### Exercise requirements
Please reproduce every one of these lines word for word, leaving out the pictures.

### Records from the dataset
-------
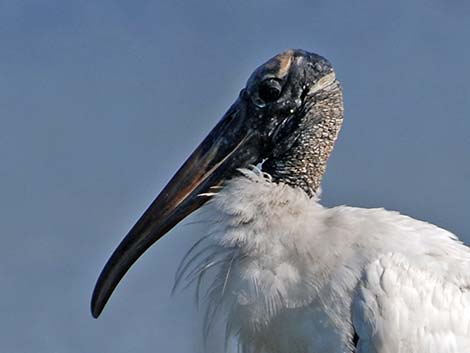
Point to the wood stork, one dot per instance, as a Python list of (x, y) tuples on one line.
[(291, 276)]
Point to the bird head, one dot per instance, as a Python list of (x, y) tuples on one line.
[(287, 117)]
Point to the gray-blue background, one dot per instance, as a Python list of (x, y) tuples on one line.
[(101, 101)]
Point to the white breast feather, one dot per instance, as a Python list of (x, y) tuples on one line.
[(286, 272)]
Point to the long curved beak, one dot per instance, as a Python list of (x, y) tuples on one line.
[(230, 145)]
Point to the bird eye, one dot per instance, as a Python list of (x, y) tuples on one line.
[(269, 90)]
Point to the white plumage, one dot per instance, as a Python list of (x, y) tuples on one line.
[(280, 272), (296, 277)]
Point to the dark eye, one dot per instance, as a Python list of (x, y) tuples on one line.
[(269, 90)]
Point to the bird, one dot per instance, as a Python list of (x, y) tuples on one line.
[(278, 272)]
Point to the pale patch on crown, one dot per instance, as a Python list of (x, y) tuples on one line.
[(282, 63)]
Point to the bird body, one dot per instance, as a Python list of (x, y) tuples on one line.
[(282, 273), (296, 277)]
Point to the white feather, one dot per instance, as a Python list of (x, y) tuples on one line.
[(292, 276)]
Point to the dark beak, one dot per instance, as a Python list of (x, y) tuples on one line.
[(230, 145)]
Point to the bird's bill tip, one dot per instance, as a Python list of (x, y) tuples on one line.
[(213, 161)]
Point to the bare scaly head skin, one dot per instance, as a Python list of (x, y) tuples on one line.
[(288, 116)]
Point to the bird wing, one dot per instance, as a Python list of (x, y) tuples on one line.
[(404, 307)]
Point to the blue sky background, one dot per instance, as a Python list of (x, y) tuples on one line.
[(101, 101)]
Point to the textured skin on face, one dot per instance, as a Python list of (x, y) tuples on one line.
[(304, 164)]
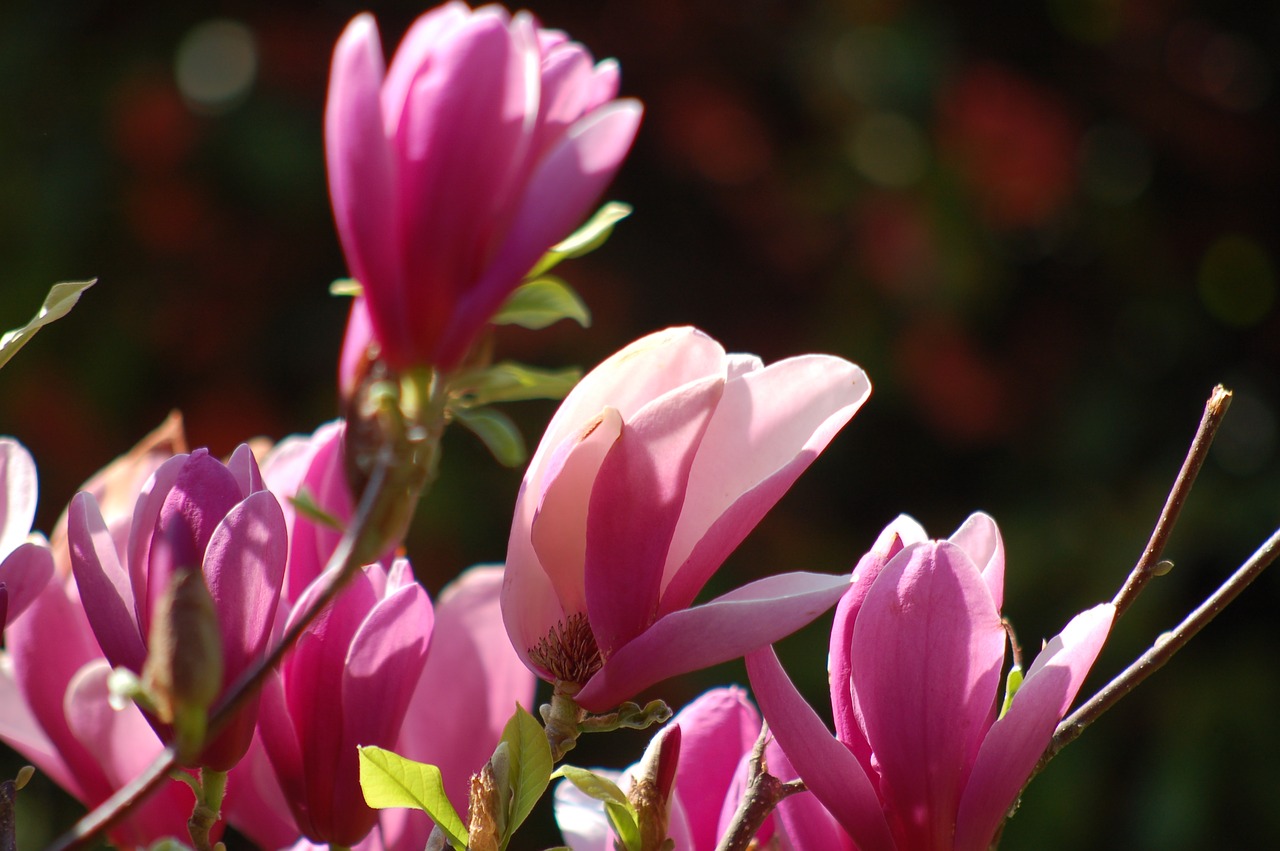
-------
### Response to the exercise
Point to the wood stork, one dot per instance, as a Python list of (x, y) tuples on one line.
[(291, 276)]
Point to the bird head, one dot per instance, as a Python list of (x, y) tuples on one line.
[(287, 117)]
Point to the gray-blue background, one dot per instance, as a Python list of (x, y) tuples on one line.
[(101, 101)]
Point to the white breast feather, one dot per instance, as a Python list of (x, y) tuples on one line.
[(286, 272)]
Point to the long curved beak, one dot per instance, as a Python list of (x, y) tuples on one line.
[(230, 145)]
Point to the bird eye, one dot per instance, as a Python list of (x, y) tuples on one line.
[(269, 90)]
Point to the white plumage, one dot per instance, as a Python list of (x, y) tuples on one line.
[(280, 272), (296, 277)]
Point to the dark eye, one dot per instance, as a Python list of (x, y) tuples on one line.
[(269, 90)]
Point to the bird, one dot per instance, as a Python list of (x, y) tuples on one line.
[(278, 272)]
Point to the pale patch on crown, one dot per instance, as a Python list of (x, y) tuples on one line.
[(282, 63)]
Point to the bird body, one dot per instance, as a Python list of (x, y) tuples on one line.
[(282, 273), (296, 277)]
Point to the white feather, one dot per instance, as a Python list of (x, y) tuples on one line.
[(292, 276)]
Point to the dark beak, one dot per instance, as a Python list of (x, y) tuples on one line.
[(230, 145)]
Point to the bird's bill tip, one dot per instance, as a Python list of (x, y) tuples on one line.
[(213, 161)]
Point to the bare scaly head skin, one dot per instance, as a Python list of (x, y) tuples on one line.
[(288, 116)]
Point to the bird wing, one dot per instance, as a Python list of (x, y) tuples on one line.
[(404, 307)]
Point to the blue sky background, one dot per instance, as a Python list of (x, y) tuples on one line.
[(101, 101)]
Point to the textured skin on face, one dot per instance, as a Python list of (x, y) tuples on one line.
[(304, 164)]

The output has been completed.